[BEGIN]

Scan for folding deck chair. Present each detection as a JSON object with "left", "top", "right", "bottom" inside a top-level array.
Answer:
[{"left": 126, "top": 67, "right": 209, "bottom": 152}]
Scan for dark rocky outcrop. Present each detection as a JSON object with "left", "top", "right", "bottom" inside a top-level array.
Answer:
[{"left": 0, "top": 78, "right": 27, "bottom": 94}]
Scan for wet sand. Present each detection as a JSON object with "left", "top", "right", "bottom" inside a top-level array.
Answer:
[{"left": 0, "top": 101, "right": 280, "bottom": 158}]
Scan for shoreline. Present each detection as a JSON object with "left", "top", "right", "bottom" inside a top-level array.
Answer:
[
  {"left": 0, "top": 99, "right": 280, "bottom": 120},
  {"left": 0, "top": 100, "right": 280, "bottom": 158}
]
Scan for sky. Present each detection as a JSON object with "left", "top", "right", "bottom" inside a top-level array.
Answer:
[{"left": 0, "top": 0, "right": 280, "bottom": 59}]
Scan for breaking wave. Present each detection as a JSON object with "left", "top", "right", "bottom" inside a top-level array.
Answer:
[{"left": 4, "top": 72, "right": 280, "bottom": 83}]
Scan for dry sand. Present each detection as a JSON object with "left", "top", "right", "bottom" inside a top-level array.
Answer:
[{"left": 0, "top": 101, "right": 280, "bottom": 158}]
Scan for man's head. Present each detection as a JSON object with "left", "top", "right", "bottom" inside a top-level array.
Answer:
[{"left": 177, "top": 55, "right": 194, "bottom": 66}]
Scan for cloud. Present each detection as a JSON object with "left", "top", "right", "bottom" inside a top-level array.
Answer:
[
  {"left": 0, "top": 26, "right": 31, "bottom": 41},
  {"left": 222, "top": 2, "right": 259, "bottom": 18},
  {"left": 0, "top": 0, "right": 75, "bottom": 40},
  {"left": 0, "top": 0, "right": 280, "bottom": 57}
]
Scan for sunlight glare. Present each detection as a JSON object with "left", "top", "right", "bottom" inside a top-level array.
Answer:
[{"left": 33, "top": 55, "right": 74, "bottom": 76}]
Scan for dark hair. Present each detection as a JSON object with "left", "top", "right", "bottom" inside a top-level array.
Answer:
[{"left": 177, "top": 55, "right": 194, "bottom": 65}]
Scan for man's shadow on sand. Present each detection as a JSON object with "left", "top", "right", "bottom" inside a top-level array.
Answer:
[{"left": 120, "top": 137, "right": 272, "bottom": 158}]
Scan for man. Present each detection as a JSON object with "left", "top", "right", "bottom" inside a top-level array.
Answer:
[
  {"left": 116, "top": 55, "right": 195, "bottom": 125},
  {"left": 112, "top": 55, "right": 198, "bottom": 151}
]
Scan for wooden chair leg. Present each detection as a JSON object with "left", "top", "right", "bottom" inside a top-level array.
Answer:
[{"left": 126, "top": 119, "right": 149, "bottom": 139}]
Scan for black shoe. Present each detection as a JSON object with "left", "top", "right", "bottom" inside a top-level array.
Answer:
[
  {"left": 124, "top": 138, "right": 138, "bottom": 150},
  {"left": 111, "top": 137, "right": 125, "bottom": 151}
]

[END]

Copy out every line above that contains the word "chair".

Scan for folding deck chair. Present each detection as a JSON object with "left", "top", "right", "bottom" inside a top-level array.
Scan for wooden chair leg. Present each detection as a JSON object with "left", "top", "right", "bottom" inside a top-level array.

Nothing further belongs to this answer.